=== TEXTO DE ORIGEN ===

El Museo del Carmen,  quedó inaugurado en octubre de 1839. En un primer momento ocupó el claustro gótico, refectorio, capilla de la Vida y pocas dependencias más, siendo totalmente tapizados sus muros con los expoliados cuadros conventuales sin un orden concreto. En esos años la Academia de San Carlos, que seguía sin tener museo propio y aún estaba ubicada en la Universidad, había acumulado por su parte una colección de alrededor de quinientas pinturas de las que sabemos gracias a un inventario de 1842. La gestión y dirección del Museo de Bellas Artes corrió a cargo de la Academia, que finalmente decidió trasladarse en 1848 al edificio del Carmen con sus pertenencias…En 1859, el Convento del Carmen ya era sede de la Real Academia de San Carlos y Museo de Bellas Artes y, al ser derribado el palacio Vich las piezas que pueden salvarse se trasladan al Convento del Carmen. Las piezas se almacenan allí durante 50 años.

El Museo resultaba aún insuficiente. Por ello desde 1900 a 1914, siendo director del mismo D. Luis Tramoyeres Blasco, se reanudaron las tareas de ampliación bajo la dirección de los arquitectos Luis Ferreres y Francisco Almenar.

El claustro renacentista y las estancias a él recayentes se destinaron a dependencias de la Escuela de Bellas Artes, si bien sus galerías se decoraron con piezas arqueológicas de arquitectura romana, medieval y renacentista.

En los años 1923-1924 prosiguió la ampliación del Museo aprovechando un patio tangente a la sala Martínez Campos. Esta fue la última intervención importante que se operó en el edificio, dotándolo de una gran galería central con luz cenital y cuatro salas a cada lado, según el proyecto de los arquitectos Vicente Rodríguez y Luis Ferreres. La nueva edificación de corte clásico, claramente inspirada en la galería central del Museo del Prado, no sólo permitía exhibir mejor las pinturas, sino que a la vez enlazaba con las propuestas más modernas de la museología del momento, lo cual seguramente dio pie a que el Museo de Bellas Artes de Valencia fuese considerado como el segundo museo de España.

===

> QUÉ HAY QUE HACER
1. Responde estas preguntas con lo que dice el texto sobre la historia del museo:
(a) ¿En qué año se mudó la Academia al edificio del Carmen?
(b) ¿Qué arquitectos llevaron las obras de ampliación entre 1900 y 1914?
(c) ¿En qué museo se inspiró la galería central construida en 1923-1924?
2. Retoma el texto sobre la historia del museo y sigue escribiéndolo desde donde termina.

=== INFORMACIÓN PROPORCIONADA ===

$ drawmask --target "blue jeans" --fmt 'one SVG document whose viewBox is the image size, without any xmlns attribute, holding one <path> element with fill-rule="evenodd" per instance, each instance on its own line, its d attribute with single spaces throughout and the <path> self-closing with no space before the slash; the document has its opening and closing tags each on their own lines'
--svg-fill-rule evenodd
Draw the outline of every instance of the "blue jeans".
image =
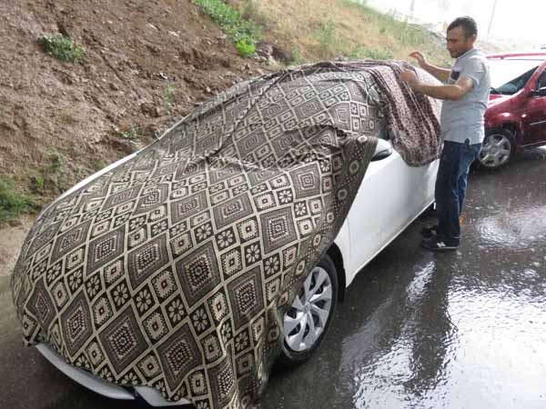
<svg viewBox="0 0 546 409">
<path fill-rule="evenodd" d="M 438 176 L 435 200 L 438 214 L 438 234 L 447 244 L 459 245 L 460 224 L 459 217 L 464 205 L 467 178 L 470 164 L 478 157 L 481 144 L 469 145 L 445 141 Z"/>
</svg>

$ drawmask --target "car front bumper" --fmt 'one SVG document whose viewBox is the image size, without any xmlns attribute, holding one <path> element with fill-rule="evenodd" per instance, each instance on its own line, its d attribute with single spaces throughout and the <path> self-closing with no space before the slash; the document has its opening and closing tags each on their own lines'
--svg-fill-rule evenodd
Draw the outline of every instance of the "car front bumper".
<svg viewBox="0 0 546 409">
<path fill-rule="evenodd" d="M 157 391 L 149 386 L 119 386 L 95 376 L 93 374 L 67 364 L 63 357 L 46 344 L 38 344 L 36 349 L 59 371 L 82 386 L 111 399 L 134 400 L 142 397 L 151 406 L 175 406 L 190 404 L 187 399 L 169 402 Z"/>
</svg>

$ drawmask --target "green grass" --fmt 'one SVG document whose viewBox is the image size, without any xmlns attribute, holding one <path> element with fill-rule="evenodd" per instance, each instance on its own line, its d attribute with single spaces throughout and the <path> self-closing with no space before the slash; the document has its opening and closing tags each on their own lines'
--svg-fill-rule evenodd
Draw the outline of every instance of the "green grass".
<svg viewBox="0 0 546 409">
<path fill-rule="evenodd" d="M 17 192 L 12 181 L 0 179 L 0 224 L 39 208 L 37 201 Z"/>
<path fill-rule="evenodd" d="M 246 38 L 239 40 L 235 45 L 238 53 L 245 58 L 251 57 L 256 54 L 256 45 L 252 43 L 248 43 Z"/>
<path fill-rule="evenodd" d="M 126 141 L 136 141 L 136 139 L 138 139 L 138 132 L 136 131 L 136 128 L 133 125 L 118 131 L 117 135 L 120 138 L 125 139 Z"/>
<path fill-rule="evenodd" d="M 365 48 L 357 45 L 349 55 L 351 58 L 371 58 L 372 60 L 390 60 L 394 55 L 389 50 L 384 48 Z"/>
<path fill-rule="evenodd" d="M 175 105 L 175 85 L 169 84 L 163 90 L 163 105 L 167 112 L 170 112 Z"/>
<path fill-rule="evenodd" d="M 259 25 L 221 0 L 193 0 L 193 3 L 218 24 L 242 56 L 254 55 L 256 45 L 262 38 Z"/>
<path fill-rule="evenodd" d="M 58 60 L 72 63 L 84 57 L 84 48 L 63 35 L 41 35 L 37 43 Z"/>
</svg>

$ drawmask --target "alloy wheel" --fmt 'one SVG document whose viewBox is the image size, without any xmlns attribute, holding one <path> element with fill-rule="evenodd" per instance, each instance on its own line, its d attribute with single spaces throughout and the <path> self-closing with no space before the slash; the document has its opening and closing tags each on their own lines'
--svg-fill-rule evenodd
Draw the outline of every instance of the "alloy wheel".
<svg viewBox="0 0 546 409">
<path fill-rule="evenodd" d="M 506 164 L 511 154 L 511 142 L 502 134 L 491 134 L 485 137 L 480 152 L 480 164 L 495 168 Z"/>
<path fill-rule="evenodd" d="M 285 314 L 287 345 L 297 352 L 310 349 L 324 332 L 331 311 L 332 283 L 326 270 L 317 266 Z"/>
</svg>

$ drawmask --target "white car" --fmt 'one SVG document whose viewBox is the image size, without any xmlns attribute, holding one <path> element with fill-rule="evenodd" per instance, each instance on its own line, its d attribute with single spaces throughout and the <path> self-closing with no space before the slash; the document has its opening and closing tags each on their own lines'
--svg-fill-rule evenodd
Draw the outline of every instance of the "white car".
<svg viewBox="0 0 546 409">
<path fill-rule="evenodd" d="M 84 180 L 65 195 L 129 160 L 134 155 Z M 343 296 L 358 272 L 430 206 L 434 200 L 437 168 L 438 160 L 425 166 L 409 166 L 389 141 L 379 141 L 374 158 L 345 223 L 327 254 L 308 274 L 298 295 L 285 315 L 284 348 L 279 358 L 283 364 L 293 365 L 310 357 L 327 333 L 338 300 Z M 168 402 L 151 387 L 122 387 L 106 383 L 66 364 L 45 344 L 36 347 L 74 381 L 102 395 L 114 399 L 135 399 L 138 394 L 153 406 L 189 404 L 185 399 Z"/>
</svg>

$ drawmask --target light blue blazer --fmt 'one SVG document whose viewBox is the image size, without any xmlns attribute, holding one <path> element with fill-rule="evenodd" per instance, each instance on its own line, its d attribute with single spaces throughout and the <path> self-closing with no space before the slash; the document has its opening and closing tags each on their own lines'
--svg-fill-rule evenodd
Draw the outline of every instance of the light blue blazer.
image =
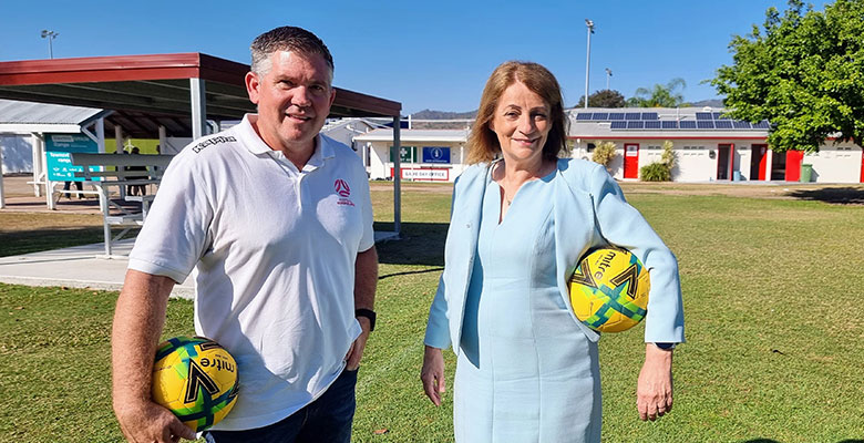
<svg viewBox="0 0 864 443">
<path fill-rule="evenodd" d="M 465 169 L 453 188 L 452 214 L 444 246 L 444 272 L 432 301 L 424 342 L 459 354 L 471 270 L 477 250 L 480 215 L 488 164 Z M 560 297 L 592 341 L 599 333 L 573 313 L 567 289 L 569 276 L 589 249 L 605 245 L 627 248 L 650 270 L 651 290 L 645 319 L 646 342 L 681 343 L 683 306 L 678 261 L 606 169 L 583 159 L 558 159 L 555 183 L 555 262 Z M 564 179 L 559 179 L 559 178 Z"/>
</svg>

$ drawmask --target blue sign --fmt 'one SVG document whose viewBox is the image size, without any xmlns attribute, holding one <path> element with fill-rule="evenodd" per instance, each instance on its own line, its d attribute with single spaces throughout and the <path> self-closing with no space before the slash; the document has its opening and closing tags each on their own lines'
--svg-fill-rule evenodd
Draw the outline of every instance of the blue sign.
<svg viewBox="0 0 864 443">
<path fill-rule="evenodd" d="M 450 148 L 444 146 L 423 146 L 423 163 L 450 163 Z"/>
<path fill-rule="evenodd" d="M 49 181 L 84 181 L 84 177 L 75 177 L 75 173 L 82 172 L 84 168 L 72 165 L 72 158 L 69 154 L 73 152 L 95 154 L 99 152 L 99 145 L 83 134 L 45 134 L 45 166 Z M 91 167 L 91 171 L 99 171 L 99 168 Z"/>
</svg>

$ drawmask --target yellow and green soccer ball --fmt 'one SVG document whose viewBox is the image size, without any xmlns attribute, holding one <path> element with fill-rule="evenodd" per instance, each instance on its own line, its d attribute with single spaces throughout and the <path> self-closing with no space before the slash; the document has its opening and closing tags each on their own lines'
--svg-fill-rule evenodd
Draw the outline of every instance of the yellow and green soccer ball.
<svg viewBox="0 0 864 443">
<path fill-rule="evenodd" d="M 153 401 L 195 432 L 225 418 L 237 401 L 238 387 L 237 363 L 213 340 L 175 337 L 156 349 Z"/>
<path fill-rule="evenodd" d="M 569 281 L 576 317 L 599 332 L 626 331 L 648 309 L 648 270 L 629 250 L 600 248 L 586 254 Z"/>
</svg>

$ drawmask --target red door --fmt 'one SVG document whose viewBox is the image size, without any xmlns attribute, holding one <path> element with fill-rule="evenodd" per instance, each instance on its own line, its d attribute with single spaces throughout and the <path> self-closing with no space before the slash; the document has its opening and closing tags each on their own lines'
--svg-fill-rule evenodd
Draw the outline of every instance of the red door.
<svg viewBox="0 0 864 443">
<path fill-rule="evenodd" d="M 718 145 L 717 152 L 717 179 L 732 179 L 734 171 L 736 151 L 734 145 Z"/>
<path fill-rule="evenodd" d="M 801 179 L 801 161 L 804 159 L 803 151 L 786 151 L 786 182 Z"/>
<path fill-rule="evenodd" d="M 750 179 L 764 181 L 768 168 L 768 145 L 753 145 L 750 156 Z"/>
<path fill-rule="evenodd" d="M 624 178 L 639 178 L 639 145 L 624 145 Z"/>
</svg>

===
=== INFORMACIÓN PROPORCIONADA ===

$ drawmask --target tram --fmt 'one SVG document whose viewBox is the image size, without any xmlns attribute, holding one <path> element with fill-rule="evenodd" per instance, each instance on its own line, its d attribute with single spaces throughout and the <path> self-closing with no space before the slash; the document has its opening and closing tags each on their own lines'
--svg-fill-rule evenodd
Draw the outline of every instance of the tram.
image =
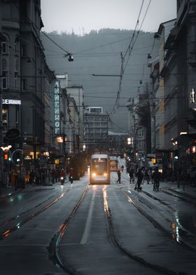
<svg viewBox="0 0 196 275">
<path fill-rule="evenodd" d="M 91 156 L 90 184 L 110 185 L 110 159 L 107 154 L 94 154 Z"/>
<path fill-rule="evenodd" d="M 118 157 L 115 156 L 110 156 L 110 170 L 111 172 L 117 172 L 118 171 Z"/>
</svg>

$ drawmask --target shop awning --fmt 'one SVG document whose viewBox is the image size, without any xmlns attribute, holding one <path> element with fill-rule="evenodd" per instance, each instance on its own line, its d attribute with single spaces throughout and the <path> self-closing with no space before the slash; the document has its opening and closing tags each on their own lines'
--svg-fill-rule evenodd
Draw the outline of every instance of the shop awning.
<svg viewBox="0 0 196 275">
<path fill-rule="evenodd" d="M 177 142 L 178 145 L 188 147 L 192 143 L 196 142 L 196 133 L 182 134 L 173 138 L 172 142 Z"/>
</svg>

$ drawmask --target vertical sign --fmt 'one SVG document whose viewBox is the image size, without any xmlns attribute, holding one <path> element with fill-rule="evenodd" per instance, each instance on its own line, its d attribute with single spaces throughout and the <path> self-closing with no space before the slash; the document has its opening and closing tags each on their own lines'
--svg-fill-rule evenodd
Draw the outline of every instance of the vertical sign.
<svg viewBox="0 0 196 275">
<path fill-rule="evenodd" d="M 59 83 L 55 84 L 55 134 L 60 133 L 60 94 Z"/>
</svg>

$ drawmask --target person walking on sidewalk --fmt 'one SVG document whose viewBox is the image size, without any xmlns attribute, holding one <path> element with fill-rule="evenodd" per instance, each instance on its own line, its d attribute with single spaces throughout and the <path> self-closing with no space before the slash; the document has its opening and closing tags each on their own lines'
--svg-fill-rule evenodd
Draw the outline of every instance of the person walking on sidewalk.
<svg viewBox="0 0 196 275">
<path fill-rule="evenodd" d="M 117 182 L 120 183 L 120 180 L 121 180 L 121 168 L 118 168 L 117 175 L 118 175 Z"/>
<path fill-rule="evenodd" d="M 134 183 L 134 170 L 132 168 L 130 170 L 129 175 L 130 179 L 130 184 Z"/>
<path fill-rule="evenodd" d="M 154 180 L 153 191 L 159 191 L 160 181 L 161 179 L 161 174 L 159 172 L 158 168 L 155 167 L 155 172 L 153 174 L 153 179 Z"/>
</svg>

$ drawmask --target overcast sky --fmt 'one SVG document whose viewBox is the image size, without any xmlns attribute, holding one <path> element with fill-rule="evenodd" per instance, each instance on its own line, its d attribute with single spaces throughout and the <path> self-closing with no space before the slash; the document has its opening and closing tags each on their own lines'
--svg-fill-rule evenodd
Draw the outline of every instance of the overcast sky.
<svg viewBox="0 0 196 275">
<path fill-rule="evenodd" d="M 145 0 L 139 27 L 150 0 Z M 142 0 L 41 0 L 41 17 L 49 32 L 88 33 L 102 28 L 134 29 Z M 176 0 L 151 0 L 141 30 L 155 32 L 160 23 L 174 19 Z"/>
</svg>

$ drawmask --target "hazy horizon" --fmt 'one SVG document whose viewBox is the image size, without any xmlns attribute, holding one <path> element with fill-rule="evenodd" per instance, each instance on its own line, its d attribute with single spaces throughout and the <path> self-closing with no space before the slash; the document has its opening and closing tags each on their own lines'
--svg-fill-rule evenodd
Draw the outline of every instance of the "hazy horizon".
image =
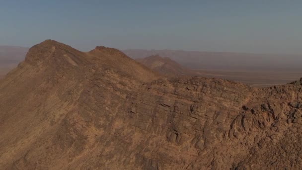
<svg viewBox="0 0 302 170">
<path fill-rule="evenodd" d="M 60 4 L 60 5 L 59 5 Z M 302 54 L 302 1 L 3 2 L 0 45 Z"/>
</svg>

===

> RESULTADOS DEL EJERCICIO
1.
(a) En 1848.
(b) Luis Ferreres y Francisco Almenar.
(c) En el Museo del Prado.

2.
Durante la Guerra Civil el Museo fue desmontado y usado como almacén del Tesoro Artístico, y se trasladaron parte de sus fondos a Madrid depositándolos en el Museo del Prado. Acabada la contienda D. Manuel González Martí, director entonces, realizó las gestiones oportunas para recuperar los cuadros. Pero los deterioros sufridos eran grandes y el Ministerio de Educación decidió trasladar el Museo y la Academia al Colegio Seminario San Pío V”

El antiguo Convento del Carmen es hoy un lugar vivo y presente, un centro de arte contemporáneo que sigue remodelándose y restaurándose, para ser ampliado con más espacios expositivos. El Centro del Carmen constituye uno de esos lugares emblemáticos de la ciudad. Forma parte de ese conjunto de espacios culturales de Valencia, donde todo puede ser diferente, desde retrotraerse a la nostalgia del pasado hasta la incursión en un mundo utópico y, no se sabe, si futurible.
Este proyecto, precisamente, trata de potenciar el espacio en sí, de convertirlo, a través de una nueva visión, en un lugar ensoñado, irreal o no, que está quizás por llegar o que nunca existirá, pero que yace en la imaginación de Marina Núñez.

Los avatares en él sufridos han dejado huellas en el edificio. Huellas invisibles a los ojos, pero no al alma del lugar. La exposición de Marina Núñez nos permite seguir viendo la sala Ferreres en todo su esplendor, se puede pasear por ella, provista de su clásica desnudez. Sólo quien se atreva a mirar a través de las puertas verá otros mundos: Demasiado Mundo. Los sonidos del silencio nos conducen al mundo exterior. Dentro de la Sala nos encontramos protegidos, pero fuera de las paredes del convento suceden demasiadas cosas, cosas que parecen ajenas a la estética actual, escenas casi futuristas pero, por qué no, posibles.
 
Marina Núñez  nos plantea  a través de nueve instalaciones (videos, infografías) un mundo distópico que transcurre más allá del refugio de la sala central. En las videoproyecciones, unas puertas cerradas se van abriendo para mostrarnos el exterior del convento. Un mundo ficticio durante un minuto, quizás futuro, quizás imposible. Se cierran tras un fuerte golpe. Nos despertamos y volvemos a la realidad.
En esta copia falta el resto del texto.